▸ **GIVEN DATA**:
◆ ◆ ◆ ◆

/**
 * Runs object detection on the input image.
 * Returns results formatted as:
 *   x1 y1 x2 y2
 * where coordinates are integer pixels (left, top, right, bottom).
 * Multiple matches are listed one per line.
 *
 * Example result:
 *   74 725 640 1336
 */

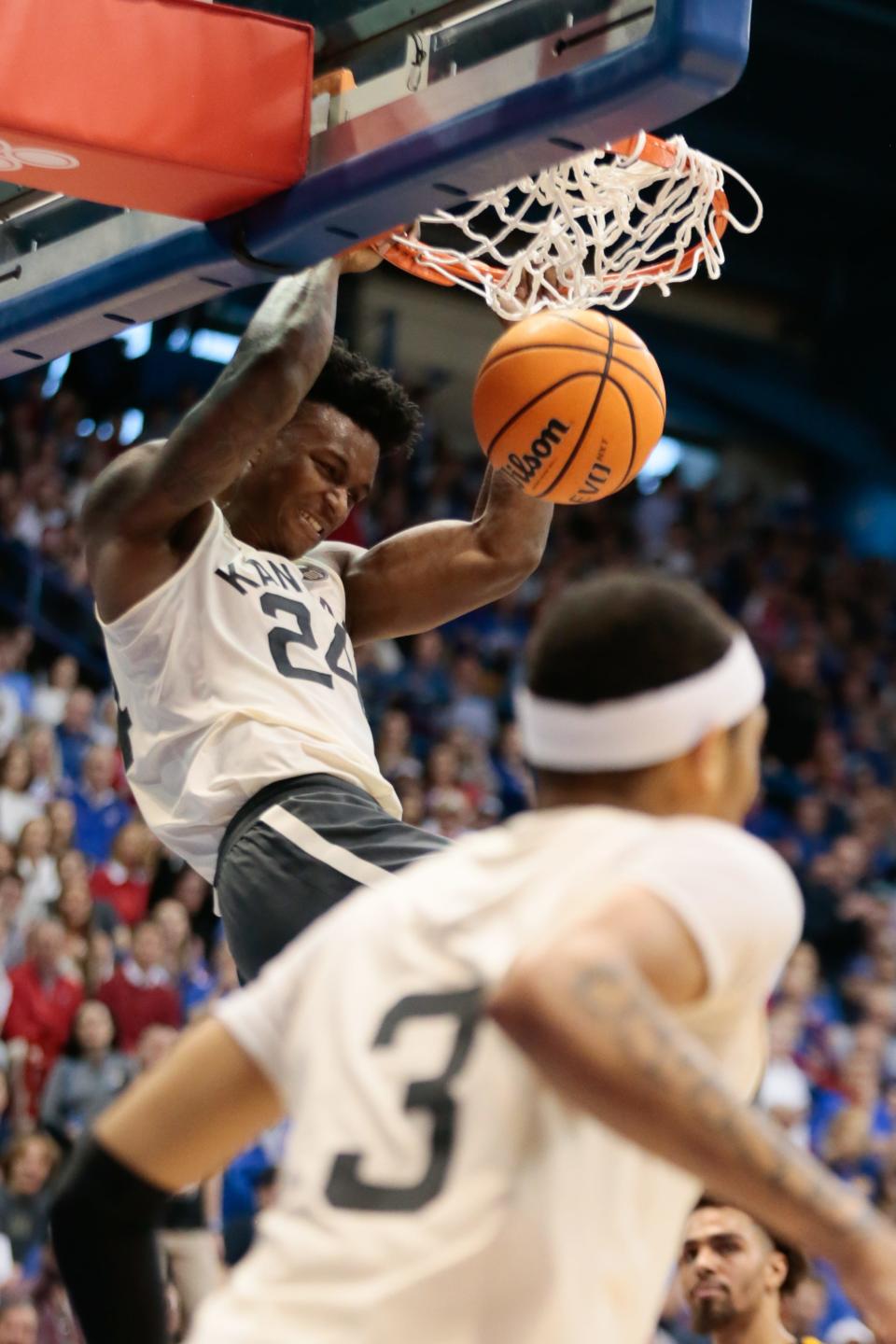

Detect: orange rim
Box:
368 135 728 290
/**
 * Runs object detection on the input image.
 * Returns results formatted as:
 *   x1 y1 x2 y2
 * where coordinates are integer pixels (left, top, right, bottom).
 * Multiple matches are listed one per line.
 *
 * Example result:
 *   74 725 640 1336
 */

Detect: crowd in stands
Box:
0 379 896 1344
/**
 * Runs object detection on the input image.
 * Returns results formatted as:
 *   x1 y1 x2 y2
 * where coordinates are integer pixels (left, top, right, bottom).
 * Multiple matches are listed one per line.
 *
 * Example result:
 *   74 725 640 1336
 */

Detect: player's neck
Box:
709 1298 795 1344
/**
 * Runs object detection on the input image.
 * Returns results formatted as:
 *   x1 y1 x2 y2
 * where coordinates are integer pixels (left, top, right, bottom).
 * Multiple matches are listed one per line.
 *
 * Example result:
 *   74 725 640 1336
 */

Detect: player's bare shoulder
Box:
305 541 367 578
80 441 212 623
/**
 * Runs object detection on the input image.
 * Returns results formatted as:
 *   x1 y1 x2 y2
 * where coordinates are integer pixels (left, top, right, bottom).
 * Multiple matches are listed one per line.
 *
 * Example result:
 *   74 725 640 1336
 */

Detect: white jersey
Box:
101 505 401 882
200 807 802 1344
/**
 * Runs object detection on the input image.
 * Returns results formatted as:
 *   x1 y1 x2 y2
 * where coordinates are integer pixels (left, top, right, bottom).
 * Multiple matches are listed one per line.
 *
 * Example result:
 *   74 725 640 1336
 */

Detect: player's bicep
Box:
94 1020 285 1191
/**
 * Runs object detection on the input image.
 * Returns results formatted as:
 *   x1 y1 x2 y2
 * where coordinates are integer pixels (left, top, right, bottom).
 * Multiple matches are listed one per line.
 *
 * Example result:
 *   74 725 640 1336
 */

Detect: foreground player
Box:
82 251 553 978
679 1197 816 1344
54 575 896 1344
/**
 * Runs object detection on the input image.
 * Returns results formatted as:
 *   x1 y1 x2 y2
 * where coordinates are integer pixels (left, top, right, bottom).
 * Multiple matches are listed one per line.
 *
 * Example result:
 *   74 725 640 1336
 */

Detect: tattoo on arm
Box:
571 962 875 1254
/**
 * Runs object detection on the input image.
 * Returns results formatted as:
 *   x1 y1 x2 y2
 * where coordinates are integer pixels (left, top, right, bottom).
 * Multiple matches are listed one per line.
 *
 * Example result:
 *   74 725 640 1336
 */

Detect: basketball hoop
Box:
376 131 762 321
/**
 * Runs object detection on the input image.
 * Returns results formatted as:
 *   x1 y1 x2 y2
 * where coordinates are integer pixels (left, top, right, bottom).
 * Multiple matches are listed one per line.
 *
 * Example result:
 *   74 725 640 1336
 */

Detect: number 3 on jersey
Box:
327 987 483 1213
260 593 357 691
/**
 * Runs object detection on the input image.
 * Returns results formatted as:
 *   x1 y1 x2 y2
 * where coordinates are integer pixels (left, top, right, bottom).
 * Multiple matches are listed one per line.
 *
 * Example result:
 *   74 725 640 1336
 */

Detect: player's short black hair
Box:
305 337 423 455
525 570 736 797
526 571 734 705
693 1195 808 1297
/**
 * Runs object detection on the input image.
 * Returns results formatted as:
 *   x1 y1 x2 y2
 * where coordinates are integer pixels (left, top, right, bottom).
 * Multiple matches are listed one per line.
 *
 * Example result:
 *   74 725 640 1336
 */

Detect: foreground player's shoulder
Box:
630 818 804 990
306 541 367 578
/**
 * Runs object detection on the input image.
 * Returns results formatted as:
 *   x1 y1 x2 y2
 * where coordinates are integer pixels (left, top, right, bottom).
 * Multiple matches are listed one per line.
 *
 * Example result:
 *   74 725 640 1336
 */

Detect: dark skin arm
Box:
82 253 371 621
489 889 896 1344
320 468 553 644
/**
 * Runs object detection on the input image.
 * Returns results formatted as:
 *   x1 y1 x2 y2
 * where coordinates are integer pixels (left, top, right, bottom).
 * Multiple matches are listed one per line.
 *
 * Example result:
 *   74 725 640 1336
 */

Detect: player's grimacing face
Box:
257 402 379 559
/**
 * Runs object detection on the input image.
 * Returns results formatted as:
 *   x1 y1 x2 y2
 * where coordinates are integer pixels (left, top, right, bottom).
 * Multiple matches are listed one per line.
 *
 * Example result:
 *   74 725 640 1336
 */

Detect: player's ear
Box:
682 728 728 801
765 1252 789 1293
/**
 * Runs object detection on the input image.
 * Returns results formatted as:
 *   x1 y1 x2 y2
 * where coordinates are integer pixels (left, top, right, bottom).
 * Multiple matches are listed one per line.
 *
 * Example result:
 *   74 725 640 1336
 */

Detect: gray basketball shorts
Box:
215 774 450 981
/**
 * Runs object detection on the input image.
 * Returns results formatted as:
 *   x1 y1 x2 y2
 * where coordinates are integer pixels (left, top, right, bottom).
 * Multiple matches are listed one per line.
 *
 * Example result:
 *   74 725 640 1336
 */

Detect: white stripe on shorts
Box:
258 803 392 887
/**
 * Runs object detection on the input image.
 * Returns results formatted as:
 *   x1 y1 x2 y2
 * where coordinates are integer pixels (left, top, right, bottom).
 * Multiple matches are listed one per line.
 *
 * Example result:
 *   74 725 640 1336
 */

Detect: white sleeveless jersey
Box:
205 807 802 1344
101 505 400 882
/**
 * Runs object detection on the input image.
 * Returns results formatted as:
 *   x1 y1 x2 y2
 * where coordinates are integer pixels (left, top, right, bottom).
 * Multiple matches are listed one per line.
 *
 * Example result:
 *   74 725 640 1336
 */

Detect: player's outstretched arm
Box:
82 253 378 620
322 468 553 644
51 1020 284 1344
489 889 896 1344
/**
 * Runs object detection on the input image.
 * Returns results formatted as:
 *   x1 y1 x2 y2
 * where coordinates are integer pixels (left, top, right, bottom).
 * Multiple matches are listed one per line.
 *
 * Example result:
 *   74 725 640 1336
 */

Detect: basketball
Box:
473 311 666 504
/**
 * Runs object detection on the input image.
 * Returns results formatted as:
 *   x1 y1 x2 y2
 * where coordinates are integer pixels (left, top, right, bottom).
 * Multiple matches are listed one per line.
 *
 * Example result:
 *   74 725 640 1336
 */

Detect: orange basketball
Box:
473 311 666 504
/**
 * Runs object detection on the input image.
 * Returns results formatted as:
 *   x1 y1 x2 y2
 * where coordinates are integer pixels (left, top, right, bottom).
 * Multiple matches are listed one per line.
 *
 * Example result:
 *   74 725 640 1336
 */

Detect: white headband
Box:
516 633 765 773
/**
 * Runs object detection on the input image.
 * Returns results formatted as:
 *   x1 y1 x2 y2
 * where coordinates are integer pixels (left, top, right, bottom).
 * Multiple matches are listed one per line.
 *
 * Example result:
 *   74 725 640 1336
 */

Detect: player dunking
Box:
83 251 551 978
54 575 896 1344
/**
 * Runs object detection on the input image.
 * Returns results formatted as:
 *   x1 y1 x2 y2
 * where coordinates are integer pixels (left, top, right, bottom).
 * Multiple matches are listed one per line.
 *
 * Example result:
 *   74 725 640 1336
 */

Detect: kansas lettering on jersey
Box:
101 505 400 882
208 807 802 1344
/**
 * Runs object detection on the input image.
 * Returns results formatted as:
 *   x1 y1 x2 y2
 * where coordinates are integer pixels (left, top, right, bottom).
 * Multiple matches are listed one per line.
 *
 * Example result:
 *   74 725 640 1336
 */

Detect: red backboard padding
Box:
0 0 313 219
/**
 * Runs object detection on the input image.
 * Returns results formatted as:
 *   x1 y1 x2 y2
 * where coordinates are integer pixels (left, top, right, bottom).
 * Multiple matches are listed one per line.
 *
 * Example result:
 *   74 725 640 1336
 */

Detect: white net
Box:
387 132 762 320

◆ ◆ ◆ ◆

▸ **WHAT YOU WILL DO**:
Convert the data, from its first line through the line containing "709 1298 795 1344", into a JSON list of strings with one string per line. Skip blank lines and leave the pictures out.

▸ **RESULT**:
[
  "/**",
  " * Runs object detection on the input image.",
  " * Returns results formatted as:",
  " *   x1 y1 x2 y2",
  " * where coordinates are integer pixels (left, top, right, bottom).",
  " * Multiple matches are listed one per line.",
  " *",
  " * Example result:",
  " *   74 725 640 1336",
  " */",
  "Detect: orange rim",
  "Box:",
  "368 135 728 290",
  "/**",
  " * Runs object detection on the input image.",
  " * Returns results formatted as:",
  " *   x1 y1 x2 y2",
  " * where coordinates are integer pixels (left, top, right, bottom).",
  " * Multiple matches are listed one per line.",
  " *",
  " * Example result:",
  " *   74 725 640 1336",
  " */",
  "Detect: crowd in stands",
  "Box:",
  "0 379 896 1344",
  "/**",
  " * Runs object detection on the input image.",
  " * Returns results formatted as:",
  " *   x1 y1 x2 y2",
  " * where coordinates are integer pixels (left, top, right, bottom).",
  " * Multiple matches are listed one per line.",
  " *",
  " * Example result:",
  " *   74 725 640 1336",
  " */",
  "Detect: player's neck",
  "Box:",
  "709 1298 795 1344"
]